→ Directive: Rewrite every line of the records starting at the line containing "Q: Point to the white curved" and ending at the last line of the records. Increase each coordinate in the answers by 13.

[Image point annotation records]
* * * * * * *
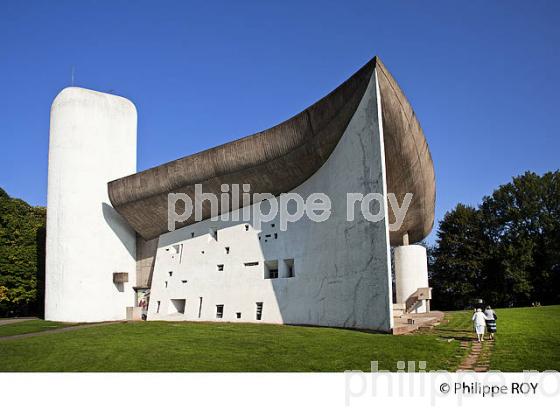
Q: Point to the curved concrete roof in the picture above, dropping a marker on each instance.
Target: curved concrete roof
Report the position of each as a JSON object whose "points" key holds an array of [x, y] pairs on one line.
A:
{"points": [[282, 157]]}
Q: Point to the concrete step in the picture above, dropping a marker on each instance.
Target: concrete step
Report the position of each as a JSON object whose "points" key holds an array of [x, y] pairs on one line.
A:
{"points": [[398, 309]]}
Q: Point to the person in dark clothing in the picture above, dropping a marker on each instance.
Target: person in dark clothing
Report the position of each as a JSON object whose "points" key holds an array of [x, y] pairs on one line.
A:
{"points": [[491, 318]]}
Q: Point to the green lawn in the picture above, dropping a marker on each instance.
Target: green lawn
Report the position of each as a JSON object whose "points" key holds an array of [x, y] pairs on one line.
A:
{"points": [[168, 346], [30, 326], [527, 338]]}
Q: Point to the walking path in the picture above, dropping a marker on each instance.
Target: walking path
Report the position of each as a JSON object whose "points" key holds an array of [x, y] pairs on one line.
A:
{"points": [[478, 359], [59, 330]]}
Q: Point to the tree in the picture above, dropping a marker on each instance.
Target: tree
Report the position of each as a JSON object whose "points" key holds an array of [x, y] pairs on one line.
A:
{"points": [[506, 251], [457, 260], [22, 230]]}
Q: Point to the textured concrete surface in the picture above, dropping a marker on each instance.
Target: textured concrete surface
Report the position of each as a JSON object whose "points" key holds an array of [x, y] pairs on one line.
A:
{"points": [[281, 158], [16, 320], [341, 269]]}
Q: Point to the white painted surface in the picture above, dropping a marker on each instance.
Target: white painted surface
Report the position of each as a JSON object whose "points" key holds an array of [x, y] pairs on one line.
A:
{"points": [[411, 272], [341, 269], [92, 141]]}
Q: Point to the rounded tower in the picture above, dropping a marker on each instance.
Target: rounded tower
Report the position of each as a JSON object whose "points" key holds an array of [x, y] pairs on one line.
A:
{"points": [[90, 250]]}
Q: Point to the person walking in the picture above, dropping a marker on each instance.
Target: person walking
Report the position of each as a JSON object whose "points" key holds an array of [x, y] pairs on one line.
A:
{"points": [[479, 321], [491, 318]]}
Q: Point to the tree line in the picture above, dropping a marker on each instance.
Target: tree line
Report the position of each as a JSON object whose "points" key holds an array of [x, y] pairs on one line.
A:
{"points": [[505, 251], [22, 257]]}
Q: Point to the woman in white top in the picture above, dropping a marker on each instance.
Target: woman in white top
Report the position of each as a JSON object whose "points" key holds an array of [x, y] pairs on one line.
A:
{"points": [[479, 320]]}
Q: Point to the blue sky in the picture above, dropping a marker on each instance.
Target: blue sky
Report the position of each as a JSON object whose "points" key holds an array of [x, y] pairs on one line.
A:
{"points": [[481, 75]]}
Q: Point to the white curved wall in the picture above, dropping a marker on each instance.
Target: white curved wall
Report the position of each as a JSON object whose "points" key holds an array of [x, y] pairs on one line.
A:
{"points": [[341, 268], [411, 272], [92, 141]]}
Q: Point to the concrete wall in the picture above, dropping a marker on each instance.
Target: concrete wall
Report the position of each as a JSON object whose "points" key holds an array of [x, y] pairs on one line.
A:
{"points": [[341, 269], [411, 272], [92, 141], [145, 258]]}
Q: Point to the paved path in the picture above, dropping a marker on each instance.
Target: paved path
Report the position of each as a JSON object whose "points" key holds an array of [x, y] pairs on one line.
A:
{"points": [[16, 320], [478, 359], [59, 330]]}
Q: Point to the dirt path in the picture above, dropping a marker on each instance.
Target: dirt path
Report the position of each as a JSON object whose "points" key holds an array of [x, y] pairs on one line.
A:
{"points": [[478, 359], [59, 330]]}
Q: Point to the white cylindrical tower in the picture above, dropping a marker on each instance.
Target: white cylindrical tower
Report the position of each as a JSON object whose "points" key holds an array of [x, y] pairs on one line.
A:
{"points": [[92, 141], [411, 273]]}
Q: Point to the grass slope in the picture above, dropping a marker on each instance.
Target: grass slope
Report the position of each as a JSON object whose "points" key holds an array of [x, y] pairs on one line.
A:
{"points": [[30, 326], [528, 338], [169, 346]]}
* * * * * * *
→ Written response:
Q: Point to the white curved wall in the picture above, dropping a marker on each instance.
Target: white curved wall
Report the position of each as a JSON object whose "points" key holds an array of [x, y] pairs on one line.
A:
{"points": [[354, 281], [424, 285], [105, 154]]}
Q: Point to the concrete wall in the picture above, dropping a marker on each instance.
Target: concrete wall
Report the position of each as a JSON object whose "points" key holds an array of [x, y] pairs on one line.
A:
{"points": [[354, 282], [424, 285], [105, 154], [158, 271]]}
Q: Point to the paved path in the picture above, dropping a marker on each instance.
Target: paved path
Report the position of each as a JSON object whose "points" key holds an array of [x, y] pairs on one line.
A:
{"points": [[29, 333], [491, 372], [72, 343]]}
Q: Point to the dirt path in the picture above, dropping a marker on each instance.
Target: dirt path
Report the position of each as a JSON object whose "points" key holds an array of [x, y] pairs on one line.
A:
{"points": [[491, 372], [72, 343]]}
Q: Point to the white cylindrical tower in the picture above, dropping a marker on each instance.
Target: white cylindrical tower
Report the position of each as a JSON object whose "points" key holds an array of [x, y] pairs on one line.
A:
{"points": [[105, 154], [424, 286]]}
Q: Point to the grass slope in the picture above, dropping a marker on each instance.
Target: grass slope
Report the position of each as a JSON object whose "points" key holds an array of [x, y] pairs on one line.
A:
{"points": [[43, 339], [541, 351], [182, 359]]}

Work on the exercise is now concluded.